[Excerpted text]
--- START ---

Monday, January 30, 2017

Standing Up to China Is Not 'Extremism'—It's Smart Foreign Policy


Standing Up to China Is Not 'Extremism'—It's Smart Foreign Policy

Some are making the argument to do nothing to antagonize China, even if it means forfeiting American interests and ideals. That would be a historic mistake.

The Japan Times must be having a hard time finding copy to fill its op-ed pages. Exhibit A: a screed from an “adjunct senior scholar” at the Chinese Communist Party–affiliated National Institute for South China Sea Studies in Haikou, China, concerning U.S. strategy toward China in the age of Trump. In Mark Valencia’s telling, Donald Trump’s ascent to the presidency has liberated “U.S. China-bashers” to have a “field day” at China’s expense. “Extremism” rules the day in Washington and academic precincts.

Zounds!

Wicked times are afoot, you’d think. But bear in mind that a lot of things look like extremism to someone who’s fronting for an extremist regime. To build his case Valencia refers obliquely to “two academics from the Naval War College.” The nameless academics, he says, suggest that “America should revive its past ‘daring-do’ [we think you mean derring-do, Mark] and ‘recognize that close quarters encounters, cat and mouse games between submarines and opposing fleets, and even deliberate collisions’ could become routine elements of the U.S.-China rivalry.”

We confess to being the scurrilous duo. The passages Valencia quotes come from an article we wrote for Orbis, a journal published by the University of Pennsylvania’s Foreign Policy Research Institute. (Look for the article here since he doesn’t bother furnishing a link.)

We compiled the article long before the election, and aimed it at whichever candidate might prevail. Our bottom line: China is already competing with America in the China seas and Western Pacific. Close-quarters encounters between Chinese and American ships and planes are already routine elements of the U.S.-China rivalry—just as they were between Soviet and American ships and planes during the Cold War. And Chinese seamen and airmen initiate these encounters.

Washington can either wrest the initiative away from Beijing, or it can remain passive and continue losing ground in the strategic competition. Better to seize the initiative. To do so the new U.S. administration must relearn the art of deterrence, and to deter Chinese aggression the administration must accept that hazards come with the territory. That’s Strategy 101—basic stuff for anyone fluent in statecraft.

Valencia is a lumper. He lumps our analysis with other commentators’ views, many quite different from our own, before attempting the equivalent of an op-ed drive-by shooting. All of our views are equivalent for him; all are expressions of “extremism.” The others—Gordon Chang and James Kraska, to name two—can doubtless speak up for themselves should they choose. We’ll stick to speaking up for ourselves.

--- END ---

[Entries shown]
--- START ---

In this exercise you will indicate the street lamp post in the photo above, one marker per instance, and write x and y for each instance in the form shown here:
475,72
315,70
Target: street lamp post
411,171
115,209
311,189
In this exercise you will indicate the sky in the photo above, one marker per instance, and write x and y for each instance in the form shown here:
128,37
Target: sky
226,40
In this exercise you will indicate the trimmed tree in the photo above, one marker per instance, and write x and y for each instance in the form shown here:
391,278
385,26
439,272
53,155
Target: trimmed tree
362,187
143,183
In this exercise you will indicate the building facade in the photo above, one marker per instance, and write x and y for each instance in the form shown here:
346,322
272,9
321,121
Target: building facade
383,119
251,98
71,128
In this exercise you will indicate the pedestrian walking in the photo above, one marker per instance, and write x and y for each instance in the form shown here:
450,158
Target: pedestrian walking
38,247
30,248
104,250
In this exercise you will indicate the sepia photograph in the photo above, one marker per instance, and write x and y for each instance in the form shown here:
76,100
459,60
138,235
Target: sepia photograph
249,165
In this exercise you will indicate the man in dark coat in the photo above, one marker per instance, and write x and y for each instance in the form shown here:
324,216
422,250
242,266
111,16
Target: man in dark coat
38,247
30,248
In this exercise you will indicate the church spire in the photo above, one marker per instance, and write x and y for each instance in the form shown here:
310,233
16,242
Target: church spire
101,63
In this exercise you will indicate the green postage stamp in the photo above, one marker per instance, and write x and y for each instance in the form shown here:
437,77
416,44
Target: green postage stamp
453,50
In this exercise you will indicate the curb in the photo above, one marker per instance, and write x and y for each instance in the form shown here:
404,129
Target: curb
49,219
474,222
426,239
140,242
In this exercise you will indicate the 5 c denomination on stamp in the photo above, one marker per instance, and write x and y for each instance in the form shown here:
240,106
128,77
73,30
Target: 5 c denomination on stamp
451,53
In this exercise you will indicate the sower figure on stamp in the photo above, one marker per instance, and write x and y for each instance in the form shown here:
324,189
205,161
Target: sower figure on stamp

--- END ---
--- START ---

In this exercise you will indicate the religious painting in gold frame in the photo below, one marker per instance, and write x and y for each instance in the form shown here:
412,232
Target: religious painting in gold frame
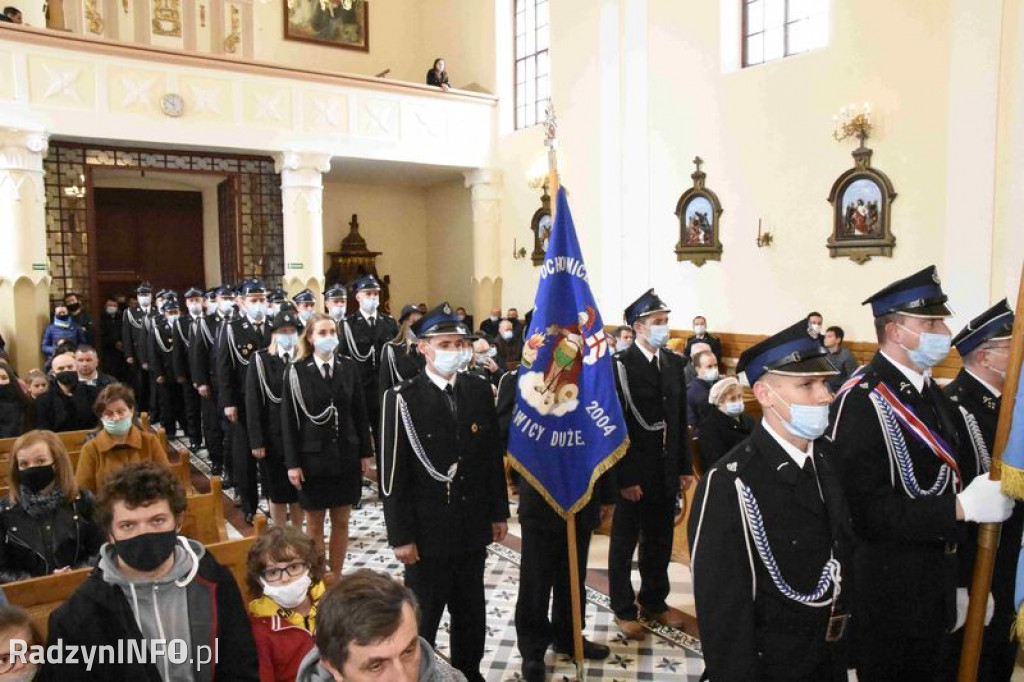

--- END ---

[Given problem] From the op-ed on U.S. strategy toward China, pull out the passage starting at "Washington can either" and ending at "fluent in statecraft.", word for word.

[Task response]
Washington can either wrest the initiative away from Beijing, or it can remain passive and continue losing ground in the strategic competition. Better to seize the initiative. To do so the new U.S. administration must relearn the art of deterrence, and to deter Chinese aggression the administration must accept that hazards come with the territory. That’s Strategy 101—basic stuff for anyone fluent in statecraft.